Work instructions
Repeat the data that follows, word for word, without the images.

-=-=-=-=-

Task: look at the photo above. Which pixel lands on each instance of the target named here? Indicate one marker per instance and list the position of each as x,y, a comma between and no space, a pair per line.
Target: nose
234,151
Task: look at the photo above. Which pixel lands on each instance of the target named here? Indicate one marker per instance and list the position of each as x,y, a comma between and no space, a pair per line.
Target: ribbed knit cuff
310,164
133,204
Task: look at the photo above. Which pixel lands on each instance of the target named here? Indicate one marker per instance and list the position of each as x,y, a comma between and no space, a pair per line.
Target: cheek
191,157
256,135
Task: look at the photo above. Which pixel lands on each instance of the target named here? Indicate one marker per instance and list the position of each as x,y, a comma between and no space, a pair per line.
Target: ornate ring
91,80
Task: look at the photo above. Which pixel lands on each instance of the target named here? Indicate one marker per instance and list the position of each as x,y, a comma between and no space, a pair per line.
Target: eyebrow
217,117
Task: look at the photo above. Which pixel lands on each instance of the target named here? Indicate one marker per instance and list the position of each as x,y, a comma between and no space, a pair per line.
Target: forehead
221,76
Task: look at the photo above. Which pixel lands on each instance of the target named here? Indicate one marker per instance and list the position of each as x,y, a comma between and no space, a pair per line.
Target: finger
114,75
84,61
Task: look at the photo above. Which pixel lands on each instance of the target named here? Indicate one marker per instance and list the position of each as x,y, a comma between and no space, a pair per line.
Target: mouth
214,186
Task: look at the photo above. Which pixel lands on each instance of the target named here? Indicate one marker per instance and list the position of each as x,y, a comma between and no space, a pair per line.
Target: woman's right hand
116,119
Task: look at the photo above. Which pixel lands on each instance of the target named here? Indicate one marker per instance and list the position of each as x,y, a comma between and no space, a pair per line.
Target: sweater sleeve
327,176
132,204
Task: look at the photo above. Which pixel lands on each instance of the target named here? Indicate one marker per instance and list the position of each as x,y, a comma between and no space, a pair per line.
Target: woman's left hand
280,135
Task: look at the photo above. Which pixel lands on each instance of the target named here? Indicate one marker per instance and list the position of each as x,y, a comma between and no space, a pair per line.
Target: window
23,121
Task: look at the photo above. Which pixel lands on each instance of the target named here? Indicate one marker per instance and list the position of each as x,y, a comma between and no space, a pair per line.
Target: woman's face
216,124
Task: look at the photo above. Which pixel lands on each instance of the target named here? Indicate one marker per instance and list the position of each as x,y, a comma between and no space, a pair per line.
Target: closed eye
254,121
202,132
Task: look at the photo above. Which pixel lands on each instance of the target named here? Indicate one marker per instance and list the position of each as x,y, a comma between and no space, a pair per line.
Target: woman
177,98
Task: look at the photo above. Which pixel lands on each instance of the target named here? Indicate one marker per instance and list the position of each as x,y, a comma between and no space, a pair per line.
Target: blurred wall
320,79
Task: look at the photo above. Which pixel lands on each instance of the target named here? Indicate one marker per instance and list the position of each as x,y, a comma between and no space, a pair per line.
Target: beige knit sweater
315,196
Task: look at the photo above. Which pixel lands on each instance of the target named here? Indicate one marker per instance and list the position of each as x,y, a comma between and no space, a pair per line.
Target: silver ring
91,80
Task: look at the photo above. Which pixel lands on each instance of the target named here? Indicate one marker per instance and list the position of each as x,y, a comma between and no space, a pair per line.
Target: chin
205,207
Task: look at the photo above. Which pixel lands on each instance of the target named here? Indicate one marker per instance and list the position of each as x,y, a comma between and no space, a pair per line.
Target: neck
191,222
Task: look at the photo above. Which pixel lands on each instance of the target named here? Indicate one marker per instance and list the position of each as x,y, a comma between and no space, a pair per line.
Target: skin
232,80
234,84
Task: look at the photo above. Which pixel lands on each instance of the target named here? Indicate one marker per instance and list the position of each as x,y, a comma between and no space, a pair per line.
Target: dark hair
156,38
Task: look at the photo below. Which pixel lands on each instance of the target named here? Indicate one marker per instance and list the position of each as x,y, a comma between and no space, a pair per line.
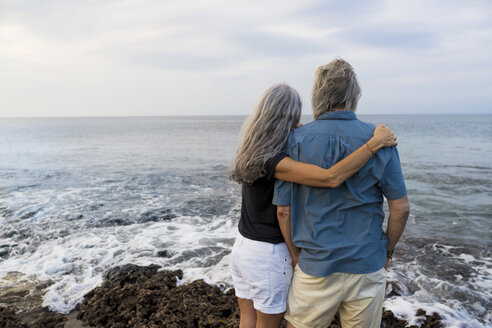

-=-=-=-=-

The completed task
Task: look at the photo above. Which pixel lands on each instance of the target named here? Indicate one marker per instance and list the position of each as x,y, a comma between and no space, a pair per line.
Target: nose
234,151
Task: look at the photo above. Which pixel lands on each instance of the target named here? Indicate one marker per instance and list the position of each as x,y, a comma between and no space, a pair per line.
Target: ribbed knit cuff
310,164
133,204
Task: look at the photo above. Which pixel lands on each instance of the target named here? Indicate one marker per instance and list the position of each as x,y, a comma between and no space, a pair per line.
Target: cheek
191,157
256,135
Task: look at the photo above. Which pixel lands on each instance of the target named here? Indicate one marker per instance and list the position of each as x,y, a comma between and no space, a pair per line.
Target: ornate ring
91,80
Task: look at the photo above. Which pixel lands on each instance of the target named here? Indicate one marker per instance and list the position of each as x,y, a comma between and no space, a pair per line.
Target: eyebrow
217,117
Task: look at the photo above. Which pixel lands on each instance of the target named here? Indicate one marker per instance and list the position of each as x,y, a comma between and no space, a pair per line.
Target: forehead
221,76
Task: look at the photo above. Which pixel lands on each instance of the target named here? Indicate one marker per instance and list the position of each as x,y, a comma between and no space, a pair per line.
Target: finger
114,75
84,61
Task: look at the photo above. Which pixel lands on each instance of the target named here? Indicate one marker per instance and list the position of each as x,y, a comma between and no space, a pair per line.
Target: mouth
214,186
Task: look at the photo above. Which pixel lands on each instance of the target named here? Indicate one marker per instance and list the position of each as x,y, a comma between and no space, a pair per line.
Target: woman's right hand
116,119
Task: look at the photo above. Which pixel lands on each instance of the target named here? Indicate one marker per instance and list the position of each as x,y, a comma between and no space, a pair per line.
Target: sweater sleeve
327,176
132,204
Task: look at the photo above. Which pixel lands on each instance of the target named here? Indicate one marker per instance and list the position of each as x,y, a comma between and no space, a pair per line.
Target: woman's left hand
280,135
Task: look at the photo above. Which pixel lands on each instance of the target named here? Indicate one marker per instance and list the position of each as x,y, a comma between and no space, a pair per line.
Target: window
23,121
Task: look at the photo above. Which pixel lands on each instance of the target named here? Indicate one marker per instance and list the position of each as x,y, a comma between and no space, a pair per line.
Target: woman's face
216,124
Task: look at the photo above. Which pixel lands on each instance of the target named here? Indicate one marker per instance and list the position of each as x,y, a comma between and no space, a pair per line.
Target: closed eye
254,121
202,132
Task: look at the photo above. Which pixel lands on each instance of the target named here? Indicate one marker per instance and list the position of each as x,y, a comma between and no space, a pair per line.
Target: woman
177,98
Task: look at the photo above. Which pixel lands on each instance of the target named here? Indicate one marker per instance and list the position of each as x,y, a comma between and no space, a pair per line.
Target: blurred wall
320,79
Task: look at the photo above. Which pixel lands on each instance of the target named here? Indicate one marker per instance and list the position of each as x,y, a comma between and no space, a pair per line.
Target: beige knit sweater
315,196
Task: look at the photo above. Which pixel lands on each instance of the target named here? Indicate one marker per instance and list the position of each as x,y, a comma between and no space, a pair per line.
Target: silver ring
91,80
Task: look at the photo above. Which pixel lands on each instance of the target named here? Indicate one marker per instance and list the position of each as x,y, a comma between and no space, a pair per line.
Target: chin
205,207
Task: look at the photo above. Which pixel lands on each instance of the target named here? Indicate one marker per instance and list the position of each as x,y, a comma between and no space, a pair per line.
Target: neck
191,222
Task: look at the photo above. Which pixel lands on each instance of the target named here? Indicate one marker per instance and list the position of each as x,y, a comma between and no space, a pair per line.
Target: skin
232,80
234,84
Task: look at the photo above. Which pixel lands on each instance of the target named here? Indicate one marker per instance and list the position of each as x,y, a comma between and no space, a pair per line.
Target: dark hair
156,38
Task: look at the photo below. Which pixel lands on each instance of the target named here? Indicate one marker per instance and list the position of each as x,y, a comma between and no space, a pair per line.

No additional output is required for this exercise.